Proverbs 25:14 (KJV) 14 Whoso boasteth himself of a false gift is like clouds and wind without rain.


----------



## LeeJUk (Feb 4, 2010)

The mans a complete fruit n' nutcake.


----------



## Claudiu (Feb 5, 2010)

What Keith Olbermann is to MSNBC, Glen Beck is to Fox. Flamboyant and over the top in my opinion. It's his style of getting people to follow him and it works.

Like most media people, he commits plenty of fallacies in reasoning. 

Murdoch knew what he was doing when he pulled him on to Fox...


----------



## Galatians220 (Feb 5, 2010)

I'm not a huge fan of Beck and his stunts with Twinkies and cherry pies and gallons of water, etc. are where I tune him out. I watch him most days, though, when I'm home and I do some fact-checking on him. Bottom line, In my humble opinion: if we ignore _everything_ he says and dismiss his conclusions out of hand because he's a bit nuts, it's to our detriment... _[Covering head, aiming for the nearest hole in the floor...  ]_ He's right about the U. S. debt to China, its implications and its likely outcome. That and a few other things, too.


----------



## fredtgreco (Feb 5, 2010)

Claudiu said:


> What Keith Olbermann is to MSNBC, Glen Beck is to Fox. Flamboyant and over the top in my opinion. It's his style of getting people to follow him and it works.
> 
> Like most media people, he commits plenty of fallacies in reasoning.

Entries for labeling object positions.

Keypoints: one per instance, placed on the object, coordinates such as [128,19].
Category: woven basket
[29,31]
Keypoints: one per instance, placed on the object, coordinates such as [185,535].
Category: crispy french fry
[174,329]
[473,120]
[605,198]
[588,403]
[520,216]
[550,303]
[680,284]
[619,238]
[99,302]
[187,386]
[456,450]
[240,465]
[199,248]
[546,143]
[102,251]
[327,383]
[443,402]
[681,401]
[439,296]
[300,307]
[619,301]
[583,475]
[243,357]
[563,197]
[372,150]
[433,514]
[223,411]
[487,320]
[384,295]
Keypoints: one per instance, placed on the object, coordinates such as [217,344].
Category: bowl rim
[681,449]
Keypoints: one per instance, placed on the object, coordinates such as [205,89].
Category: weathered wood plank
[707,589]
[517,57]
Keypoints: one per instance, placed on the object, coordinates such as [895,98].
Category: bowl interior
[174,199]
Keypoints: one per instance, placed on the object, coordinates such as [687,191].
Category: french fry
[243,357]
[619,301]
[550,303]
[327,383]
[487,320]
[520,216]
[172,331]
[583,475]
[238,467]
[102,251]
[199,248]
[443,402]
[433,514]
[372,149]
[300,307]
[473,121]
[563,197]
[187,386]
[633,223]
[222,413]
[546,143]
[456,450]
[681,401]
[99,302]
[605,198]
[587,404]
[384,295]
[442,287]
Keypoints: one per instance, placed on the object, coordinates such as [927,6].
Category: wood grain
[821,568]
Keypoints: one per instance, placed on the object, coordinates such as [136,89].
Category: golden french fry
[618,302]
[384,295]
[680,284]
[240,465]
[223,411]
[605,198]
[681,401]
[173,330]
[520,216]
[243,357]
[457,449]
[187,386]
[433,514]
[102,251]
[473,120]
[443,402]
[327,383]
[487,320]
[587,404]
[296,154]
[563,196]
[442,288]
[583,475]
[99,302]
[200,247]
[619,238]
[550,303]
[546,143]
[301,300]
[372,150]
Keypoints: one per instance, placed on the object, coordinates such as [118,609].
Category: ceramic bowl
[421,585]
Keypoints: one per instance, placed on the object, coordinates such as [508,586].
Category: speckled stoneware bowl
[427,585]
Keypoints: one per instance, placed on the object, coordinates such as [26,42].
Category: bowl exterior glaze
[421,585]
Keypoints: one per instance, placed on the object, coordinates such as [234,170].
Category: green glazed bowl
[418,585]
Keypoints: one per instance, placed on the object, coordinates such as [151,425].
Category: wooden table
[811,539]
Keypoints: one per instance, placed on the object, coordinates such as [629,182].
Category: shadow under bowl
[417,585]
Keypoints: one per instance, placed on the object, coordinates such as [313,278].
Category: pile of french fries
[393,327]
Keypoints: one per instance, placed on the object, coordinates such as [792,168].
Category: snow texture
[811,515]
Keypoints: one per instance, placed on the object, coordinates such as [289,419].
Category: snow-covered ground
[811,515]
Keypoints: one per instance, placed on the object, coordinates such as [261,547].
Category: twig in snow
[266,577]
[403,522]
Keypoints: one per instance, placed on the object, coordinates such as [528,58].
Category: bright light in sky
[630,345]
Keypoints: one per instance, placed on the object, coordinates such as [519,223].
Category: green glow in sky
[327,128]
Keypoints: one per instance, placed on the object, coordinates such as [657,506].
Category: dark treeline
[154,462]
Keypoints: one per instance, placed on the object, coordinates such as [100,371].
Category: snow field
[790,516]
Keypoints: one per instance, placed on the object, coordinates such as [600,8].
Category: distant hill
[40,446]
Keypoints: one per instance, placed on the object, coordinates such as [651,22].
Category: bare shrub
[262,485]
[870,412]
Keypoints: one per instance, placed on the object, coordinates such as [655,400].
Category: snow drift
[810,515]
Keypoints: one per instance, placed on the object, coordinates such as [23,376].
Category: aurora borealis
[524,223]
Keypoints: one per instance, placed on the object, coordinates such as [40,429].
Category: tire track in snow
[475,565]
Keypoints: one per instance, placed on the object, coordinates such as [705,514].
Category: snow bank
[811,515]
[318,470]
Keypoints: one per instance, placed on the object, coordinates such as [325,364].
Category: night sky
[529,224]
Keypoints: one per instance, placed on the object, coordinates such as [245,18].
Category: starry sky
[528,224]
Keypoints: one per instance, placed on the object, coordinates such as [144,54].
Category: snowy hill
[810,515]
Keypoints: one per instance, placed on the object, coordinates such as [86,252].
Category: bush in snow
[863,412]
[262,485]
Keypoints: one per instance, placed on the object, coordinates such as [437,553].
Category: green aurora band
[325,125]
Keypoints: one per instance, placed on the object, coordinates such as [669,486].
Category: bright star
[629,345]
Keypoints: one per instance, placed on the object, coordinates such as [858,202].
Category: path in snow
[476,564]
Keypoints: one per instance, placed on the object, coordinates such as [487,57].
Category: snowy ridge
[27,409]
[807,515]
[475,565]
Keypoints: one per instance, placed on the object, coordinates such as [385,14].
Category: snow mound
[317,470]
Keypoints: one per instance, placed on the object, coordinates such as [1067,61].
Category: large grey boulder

Exercises to complete.
#1 In the forum thread about Beck, what reason does Claudiu give for Beck's flamboyant, over-the-top manner?
#2 Write the next part of the forum thread about Beck, starting after its last line.

Answers to the exercise.
#1 Claudiu says it is Beck's style of getting people to follow him, and that it works.

#2
> 
> Murdoch knew what he was doing when he pulled him on to Fox...


Not quite. Beck is over the top - but Olberman is evil. Yes, evil.


----------



## Claudiu (Feb 5, 2010)

fredtgreco said:


> Claudiu said:
> 
> 
> > What Keith Olbermann is to MSNBC, Glen Beck is to Fox. Flamboyant and over the top in my opinion. It's his style of getting people to follow him and it works.
> ...


 
 That's true.


----------



## tommyb (Feb 6, 2010)

Michael Turner said:


> The problem with being a nut is that even when you make exceptionally good points that could benefit millions....you're still a nut.



Also known as Ron Paul syndrome. It can be humbling. You start listening and think, this guy is making sense. You continue listening and begin to wonder if this is the first person you've ever come across who really, really "gets it." Then somewhere along the way you suddenly realize they have veered off into complete kooksville and you feel totally sheepish, embarrassed and taken in.


----------



## TimV (Feb 6, 2010)

How does that apply to Ron Paul? Paul is an MD and repeatedly re-elected legislator. Beck is a cynical entertainer like Limbaugh and Olberman is one of those garden variety liberals with an IQ in the high 90's who's associated with dumb people so long he thinks he's smart just by comparing himself with those he hangs around.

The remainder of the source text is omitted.